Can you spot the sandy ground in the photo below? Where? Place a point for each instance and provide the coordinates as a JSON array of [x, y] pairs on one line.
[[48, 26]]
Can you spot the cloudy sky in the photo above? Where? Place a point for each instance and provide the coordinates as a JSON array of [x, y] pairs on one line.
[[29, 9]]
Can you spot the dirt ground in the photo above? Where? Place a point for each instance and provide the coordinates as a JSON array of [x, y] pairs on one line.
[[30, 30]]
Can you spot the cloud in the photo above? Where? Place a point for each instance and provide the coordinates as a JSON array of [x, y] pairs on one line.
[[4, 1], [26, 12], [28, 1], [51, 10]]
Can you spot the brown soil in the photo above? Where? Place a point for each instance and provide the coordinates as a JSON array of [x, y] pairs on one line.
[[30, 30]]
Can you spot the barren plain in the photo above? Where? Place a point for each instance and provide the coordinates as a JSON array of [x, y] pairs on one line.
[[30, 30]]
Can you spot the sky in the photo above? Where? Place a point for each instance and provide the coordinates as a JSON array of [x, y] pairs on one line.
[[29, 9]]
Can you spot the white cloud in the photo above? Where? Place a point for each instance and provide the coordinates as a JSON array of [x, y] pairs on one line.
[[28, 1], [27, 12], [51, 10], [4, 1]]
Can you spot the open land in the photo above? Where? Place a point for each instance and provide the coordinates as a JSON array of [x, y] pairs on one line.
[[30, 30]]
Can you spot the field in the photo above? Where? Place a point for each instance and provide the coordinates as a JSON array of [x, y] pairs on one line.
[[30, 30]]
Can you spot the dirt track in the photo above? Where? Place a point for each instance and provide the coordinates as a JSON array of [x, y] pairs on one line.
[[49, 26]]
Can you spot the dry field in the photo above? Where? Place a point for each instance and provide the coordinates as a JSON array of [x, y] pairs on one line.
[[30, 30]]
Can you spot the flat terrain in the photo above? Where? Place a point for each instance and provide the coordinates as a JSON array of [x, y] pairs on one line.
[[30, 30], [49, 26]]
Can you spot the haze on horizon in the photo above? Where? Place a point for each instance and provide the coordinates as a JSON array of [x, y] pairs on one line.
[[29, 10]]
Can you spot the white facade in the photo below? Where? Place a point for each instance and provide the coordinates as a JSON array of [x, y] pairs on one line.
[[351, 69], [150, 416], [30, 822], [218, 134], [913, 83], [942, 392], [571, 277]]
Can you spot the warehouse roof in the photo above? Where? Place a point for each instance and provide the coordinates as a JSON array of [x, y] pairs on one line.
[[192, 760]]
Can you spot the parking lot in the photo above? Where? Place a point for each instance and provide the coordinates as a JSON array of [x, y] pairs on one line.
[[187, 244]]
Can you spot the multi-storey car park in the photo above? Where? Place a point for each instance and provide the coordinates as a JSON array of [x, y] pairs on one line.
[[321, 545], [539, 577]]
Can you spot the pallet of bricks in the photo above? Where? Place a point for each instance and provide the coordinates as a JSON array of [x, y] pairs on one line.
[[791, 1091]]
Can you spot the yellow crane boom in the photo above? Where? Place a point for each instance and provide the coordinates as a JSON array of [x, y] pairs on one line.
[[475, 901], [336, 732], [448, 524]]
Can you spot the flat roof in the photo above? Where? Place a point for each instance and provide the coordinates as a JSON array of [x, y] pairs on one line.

▬▬▬

(WRITTEN PROBLEM): Write out every entry exactly as given.

(OUTPUT):
Can you spot the sandy ground in the photo below? Where? Place a point for each instance and provide the coordinates as a JSON array of [x, y] pairs on one line.
[[48, 26]]
Can you spot the cloudy sky in the photo above? Where? Place a point for each instance and provide the coordinates as a JSON array of [x, y] pairs on one line.
[[29, 9]]
Can you spot the dirt ground in the photo above? Where? Place a point for each instance and provide the coordinates as a JSON array of [x, y] pairs on one line.
[[30, 30]]
Can you spot the cloud in the photo above? Where? Place a point for each instance and provide the coordinates as a JSON array of [x, y] pairs on one line.
[[4, 1], [26, 12], [28, 1], [51, 10]]
Can you spot the brown soil in the photo above? Where? Place a point for each instance and provide the coordinates as a JSON array of [x, y] pairs on one line.
[[30, 30]]
Can you spot the barren plain in the photo above? Where? Place a point for each instance and provide the coordinates as a JSON array of [x, y] pairs on one line.
[[30, 30]]
Can you spot the sky in the photo above? Where? Place a point for each instance and provide the coordinates as a JSON array of [x, y] pairs on one line.
[[29, 9]]
Can you spot the white cloud in the photo above? Where? Place a point for each instance and provide the coordinates as a JSON array of [x, y] pairs on one line.
[[28, 1], [27, 12], [51, 10], [4, 1]]
Can you spot the open land in the photo above? Where? Place a point for each instance and provide the coordinates as a JSON array of [x, y] pairs on one line.
[[30, 30]]
Can you spot the field in the photo above? Where? Place a point for each instance and provide the coordinates as a JSON array of [x, y] pairs on one line.
[[30, 30]]
Can you spot the dirt track in the photo above? Where? Place a point for each instance and provide the coordinates as a JSON array of [x, y] pairs on one line.
[[49, 26]]
Can you spot the dry field in the photo above? Where? Place a point for each instance and provide the coordinates as a JSON array of [x, y] pairs on one line.
[[30, 30]]
Can you spot the flat terrain in the photo above? Where? Place a point for each instance and provide the coordinates as a JSON array of [x, y] pairs on one line.
[[30, 30], [49, 26]]
Can you spot the haze on horizon in the photo above? Where? Place a point for each instance and provide the coordinates as a JSON array of [x, y] pairs on one line.
[[29, 10]]
Can you spot the white facade in the photo below? Where? Place a point for each instance and provide the coordinates as a JSON array of [x, y] pairs on one line.
[[351, 69], [150, 416], [30, 822], [218, 134], [913, 83], [942, 392], [571, 277]]
Can you spot the warehouse roof in the photo above? Where? Place a point for each instance and provide the coordinates as a JSON array of [x, y] pairs on one line.
[[192, 760]]
Can you spot the parking lot in the photo above? Where? Place a point for each instance and provide the coordinates as a JSON array of [x, y] pairs on one line.
[[187, 244]]
Can you spot the multi-storey car park in the photo above? Where? Place a point for each instance and provide the coordinates as a JSON array of [x, y] pairs on one line.
[[321, 545], [539, 577]]
Can you spot the pallet of bricks in the photo above? Where? Place a point for each instance and provide the coordinates as a JSON array of [x, y] pairs on one line.
[[791, 1091]]
Can you spot the yellow crane boom in the photo above? Where? Place a point for each instance and provide the coordinates as a JSON array of [x, y] pairs on one line.
[[475, 901], [336, 732], [448, 524]]
Can you spot the flat roof in the photo above? Where? Place a point for each instance and provide the coordinates as a JSON array of [x, y] pairs on one line.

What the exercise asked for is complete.